* What to produce: Arrange each line of the records below as a JSON list of strings, one string per line, leaving out blank lines and the pictures.

* Task inputs:
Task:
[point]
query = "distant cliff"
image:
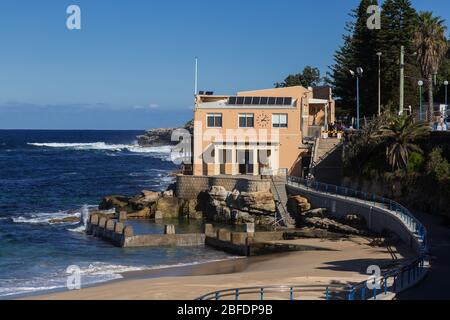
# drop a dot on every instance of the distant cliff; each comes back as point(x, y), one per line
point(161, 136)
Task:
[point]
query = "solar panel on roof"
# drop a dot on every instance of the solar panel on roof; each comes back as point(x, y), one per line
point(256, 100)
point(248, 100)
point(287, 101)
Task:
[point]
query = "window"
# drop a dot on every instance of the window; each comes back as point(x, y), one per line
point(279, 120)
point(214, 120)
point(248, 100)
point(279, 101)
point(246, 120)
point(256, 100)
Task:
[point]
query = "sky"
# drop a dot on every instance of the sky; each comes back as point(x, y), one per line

* Output:
[
  "Task:",
  "[point]",
  "query = \"distant cliff\"",
  "image:",
  "# drop a dot on every instance of the distant cliff; each comes back as point(x, y), one per line",
  "point(161, 136)",
  "Task:",
  "[point]",
  "query = \"solar panel on roof\"",
  "# drop a dot on every instance of the solar panel on roof; each comes back as point(x, y), one per line",
  "point(256, 100)",
  "point(248, 100)",
  "point(287, 101)",
  "Task:",
  "[point]",
  "query = \"window\"",
  "# drop a dot on every instance of the window; each comes back as point(x, y), one per line",
  "point(279, 120)",
  "point(214, 120)",
  "point(248, 100)",
  "point(279, 101)",
  "point(246, 120)",
  "point(256, 100)",
  "Task:",
  "[point]",
  "query = \"sky\"",
  "# drop a dot on every instance of the sky; each comes back as point(x, y), one per line"
]